## Requirement 1
Summarize the account of the F.I.T. Challenge race day below in two sentences.

## Document text
^^^^^^^^^^^^^^^^

The day started at 8:00 a.m. when fellow Spahten, Matthew, met up with me in Amherst, so that we could head to F.I.T. together for the 10:45 a.m. team wave. Something like over 200 Spahtens were signed-up for this local race! The ride to Cumberland was surprisingly easy, taking just over 90 minutes; plus, I had good company. When we arrived at Diamond Hill, we were greeted by follow Spahten and my Ragnar team member from last year, Marc. Parking was $10 -- pretty standard -- and onsite, which was fantastic. People were having to park in the overflow lot, which was a little bit of a walk away, but fortunately, I was able to parallel park the Beetle into a nearby spot about a three minute walk from the start line.
There was a small registration / event area right near the start line. Matthew and I both had our bib numbers written down, and registration took a second. We got our bibs for our chip time, a t-shirt, and a F.I.T. headband. The event area was pretty small. In addition to the registration area, there as a table for Wreck Bag and OCR World Championships (which was also selling Icebugs -- I didn't check that out since I get mine at Shale Hill. Note: I entirely recommend Icebugs for OCR and Shale Hill is the place to get them. [Incidentally, if you click through to the link, the picture is one that was taken by Paul of my foot in an Icebug doing The Loom obstacle at Shale Hill!). The F.I.T. Challenge race was a qualifying race for OCR World Championships -- a neat bonus.
After registration, we headed over to the other side of the park to meet up with the rest of the Spahtens and drop off our gear before the 10:45 a.m. team heat. The weather was really nice. It was the first sunny day we'd had in a long time and the temperatures were in the low to mid-50s, though it was windy. I wind kept things a bit cool, so I opted for a long sleeved tech t-shirt underneath my team drill shirt. I was a bit warm with this combo, but I'd rather be hot than cold. At the team area, I also met up with Kerri, with whom I had run Polar Bear back in February. It was great to see her and the couple of friends she'd brought along, and we kind of made plans to run the race together.
At 10:30 a.m., we took a quick team picture and then it was off to the start line. I had talked with Aaron, fellow Ragnarian, Spahten, and another sort of race director for F.I.T. who told me that the course clocked in somewhere between three and four miles. I was looking forward to it!
There were some brief announcements at the start line. The race was a great one for beginners because it was penalty free. You just tried your best at an obstacle as many times as you wanted and took it from there (at least for the open waves). With a, "Go!" we were off.
The race started with a bit of trail running along a river that winds through that section of the park. Our wave was a bit large, and there was some bottlenecking here preventing me from jogging along as I might have. Things spread out a bit as we hit the first climb. The course took nice advantage of the terrain at Diamond Hill. We did a bunch of trail running and some climbing up and down the hill. It was at least somewhat technical trail, but everything was well-marked and none of the trails were too demanding. We did enough hiking that I felt my legs were getting a great workout but not so much that it felt like a day hiking. There were sections where you might hike uphill for five minutes or so, but nothing more than that and obstacles were fairly well places, though, of course, clustered to some degree at the bottom of the hill and towards the end of the race.

^^^^^^^^^^^^^^^^

## Records supplied
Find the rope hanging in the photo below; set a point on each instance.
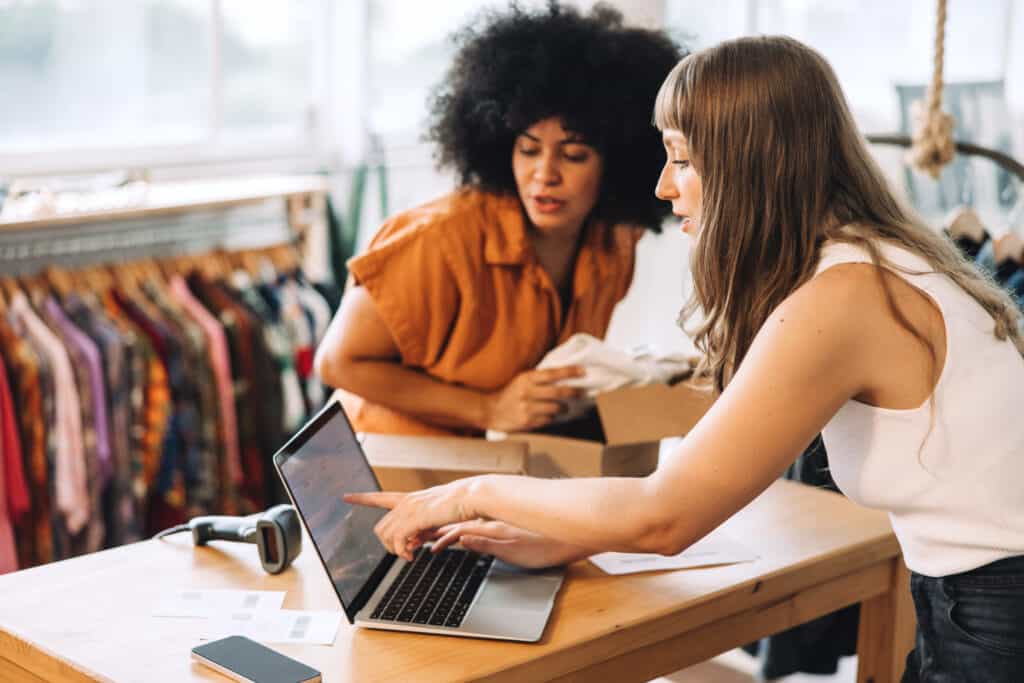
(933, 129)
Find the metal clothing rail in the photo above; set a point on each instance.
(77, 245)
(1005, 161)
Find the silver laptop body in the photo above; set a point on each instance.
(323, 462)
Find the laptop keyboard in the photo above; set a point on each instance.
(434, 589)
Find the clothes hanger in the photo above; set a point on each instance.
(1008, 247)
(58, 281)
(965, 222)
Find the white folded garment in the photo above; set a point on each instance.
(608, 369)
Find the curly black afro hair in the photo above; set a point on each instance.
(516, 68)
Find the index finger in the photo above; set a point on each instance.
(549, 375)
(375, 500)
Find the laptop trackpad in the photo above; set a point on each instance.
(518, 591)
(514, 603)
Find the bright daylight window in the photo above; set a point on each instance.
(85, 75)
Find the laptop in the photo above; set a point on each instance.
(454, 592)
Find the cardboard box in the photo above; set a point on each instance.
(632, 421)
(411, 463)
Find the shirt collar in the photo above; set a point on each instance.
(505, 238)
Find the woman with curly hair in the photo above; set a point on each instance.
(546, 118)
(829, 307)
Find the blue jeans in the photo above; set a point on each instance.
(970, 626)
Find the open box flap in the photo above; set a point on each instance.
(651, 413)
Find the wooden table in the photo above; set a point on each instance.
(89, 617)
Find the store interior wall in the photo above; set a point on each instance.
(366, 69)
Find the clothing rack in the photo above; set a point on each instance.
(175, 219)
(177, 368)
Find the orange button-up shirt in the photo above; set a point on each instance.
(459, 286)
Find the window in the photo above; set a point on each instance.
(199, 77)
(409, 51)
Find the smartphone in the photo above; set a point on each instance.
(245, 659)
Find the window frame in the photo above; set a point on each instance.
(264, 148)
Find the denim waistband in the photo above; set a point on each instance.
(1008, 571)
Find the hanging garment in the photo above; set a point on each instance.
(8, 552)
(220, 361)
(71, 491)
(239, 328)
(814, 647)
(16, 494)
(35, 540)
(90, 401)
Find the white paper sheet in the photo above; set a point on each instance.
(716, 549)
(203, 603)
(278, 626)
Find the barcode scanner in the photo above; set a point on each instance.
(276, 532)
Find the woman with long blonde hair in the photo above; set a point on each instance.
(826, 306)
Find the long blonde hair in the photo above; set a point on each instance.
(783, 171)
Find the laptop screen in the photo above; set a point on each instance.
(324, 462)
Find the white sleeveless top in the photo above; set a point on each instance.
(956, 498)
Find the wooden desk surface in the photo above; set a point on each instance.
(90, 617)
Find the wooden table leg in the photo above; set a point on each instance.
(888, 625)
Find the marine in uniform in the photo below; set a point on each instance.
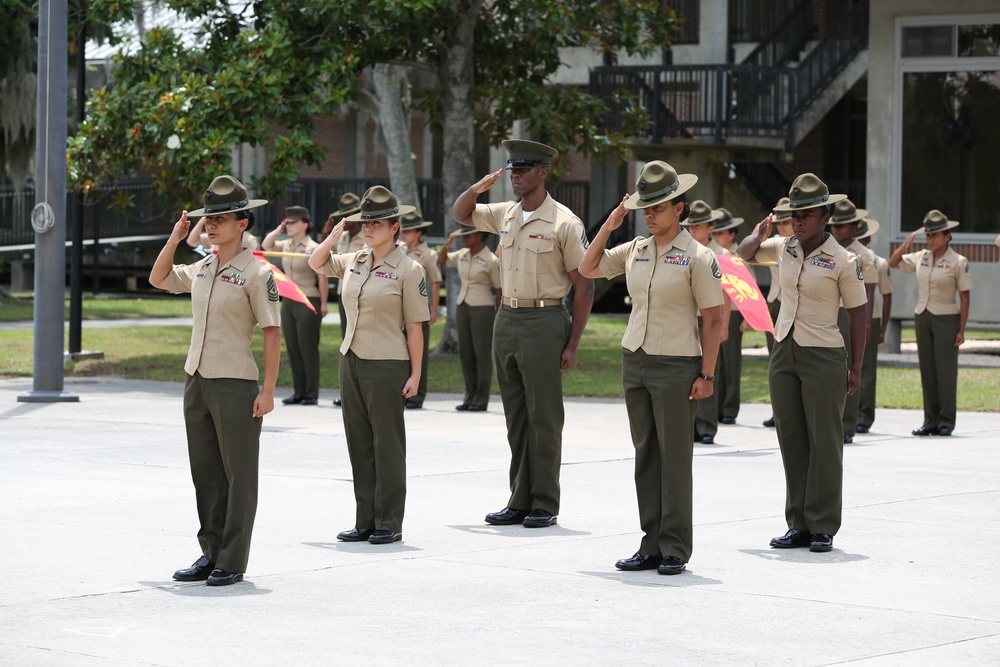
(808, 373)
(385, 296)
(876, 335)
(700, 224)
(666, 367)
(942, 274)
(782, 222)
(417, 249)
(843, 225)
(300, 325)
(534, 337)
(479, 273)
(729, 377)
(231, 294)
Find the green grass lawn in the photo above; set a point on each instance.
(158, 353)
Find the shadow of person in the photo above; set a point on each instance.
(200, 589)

^^^^^^^^^^^^^^^^

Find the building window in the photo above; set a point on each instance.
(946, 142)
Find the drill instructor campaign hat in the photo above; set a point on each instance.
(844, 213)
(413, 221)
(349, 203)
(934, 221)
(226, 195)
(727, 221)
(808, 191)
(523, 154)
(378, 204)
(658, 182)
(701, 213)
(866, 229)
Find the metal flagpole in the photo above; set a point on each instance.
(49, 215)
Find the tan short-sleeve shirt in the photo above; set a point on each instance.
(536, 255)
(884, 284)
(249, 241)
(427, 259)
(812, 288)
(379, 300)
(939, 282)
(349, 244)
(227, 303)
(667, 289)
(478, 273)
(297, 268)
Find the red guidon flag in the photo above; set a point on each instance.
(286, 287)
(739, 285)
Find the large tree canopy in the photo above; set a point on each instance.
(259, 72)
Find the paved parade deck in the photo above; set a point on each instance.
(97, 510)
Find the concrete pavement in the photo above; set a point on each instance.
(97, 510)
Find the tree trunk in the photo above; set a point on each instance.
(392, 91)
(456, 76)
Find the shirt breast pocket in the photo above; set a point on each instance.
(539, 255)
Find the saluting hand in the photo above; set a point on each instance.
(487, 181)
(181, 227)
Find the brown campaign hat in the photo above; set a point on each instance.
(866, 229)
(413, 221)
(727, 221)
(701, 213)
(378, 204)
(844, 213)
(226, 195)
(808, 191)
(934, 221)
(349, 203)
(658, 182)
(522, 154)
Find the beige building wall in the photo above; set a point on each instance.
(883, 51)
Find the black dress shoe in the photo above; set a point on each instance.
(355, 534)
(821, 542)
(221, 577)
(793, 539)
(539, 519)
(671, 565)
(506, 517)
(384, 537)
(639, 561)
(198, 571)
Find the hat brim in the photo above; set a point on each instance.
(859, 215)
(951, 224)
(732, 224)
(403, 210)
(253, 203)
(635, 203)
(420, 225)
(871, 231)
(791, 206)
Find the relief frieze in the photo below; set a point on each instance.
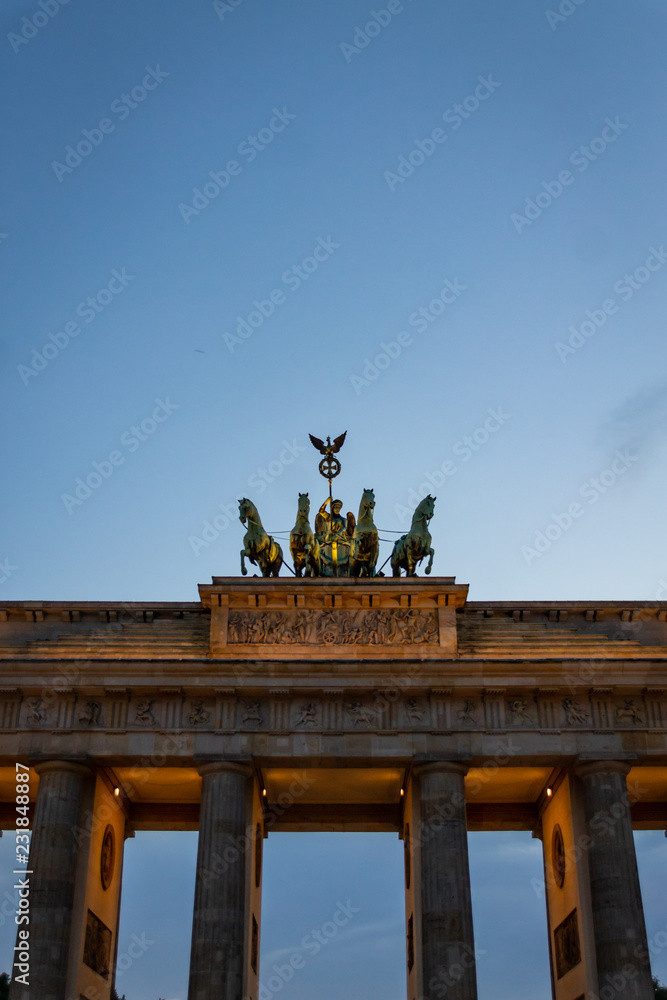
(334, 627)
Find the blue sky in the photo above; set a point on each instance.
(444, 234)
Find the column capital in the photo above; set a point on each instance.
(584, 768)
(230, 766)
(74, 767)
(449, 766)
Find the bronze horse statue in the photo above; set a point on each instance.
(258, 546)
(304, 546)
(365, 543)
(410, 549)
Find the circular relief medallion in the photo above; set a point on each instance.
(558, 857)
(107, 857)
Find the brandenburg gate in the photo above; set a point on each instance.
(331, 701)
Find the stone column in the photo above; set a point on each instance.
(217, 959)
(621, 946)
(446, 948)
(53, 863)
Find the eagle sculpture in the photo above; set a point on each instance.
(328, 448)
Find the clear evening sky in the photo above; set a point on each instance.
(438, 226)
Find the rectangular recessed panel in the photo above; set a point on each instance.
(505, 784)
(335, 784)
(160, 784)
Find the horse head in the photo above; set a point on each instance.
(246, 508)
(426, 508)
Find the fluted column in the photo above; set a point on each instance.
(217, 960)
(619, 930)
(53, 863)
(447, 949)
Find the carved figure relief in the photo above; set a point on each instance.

^^^^^^^^^^^^^^^^

## Requirement 2
From the records, copy out the lines starting with the line that contains "Find the fluted" and going on through the line that contains "Find the carved".

## Complete response 1
The writer rode from Amherst to Diamond Hill in Cumberland with fellow Spahten Matthew for the F.I.T. Challenge, a penalty-free local race that was also a qualifying race for OCR World Championships, and met teammates including Marc and Kerri on a sunny, windy day. After registration and a team picture, the 10:45 a.m. team wave set off along a river and then climbed up and down the hill on well-marked, somewhat technical trails, with obstacles clustered near the bottom of the hill and toward the end of the race.

## Complete response 2
Find the fluted column in the photo above; set a point on each instance.
(217, 960)
(619, 930)
(53, 863)
(447, 949)
Find the carved figure relief in the photo above; set a point on each instance.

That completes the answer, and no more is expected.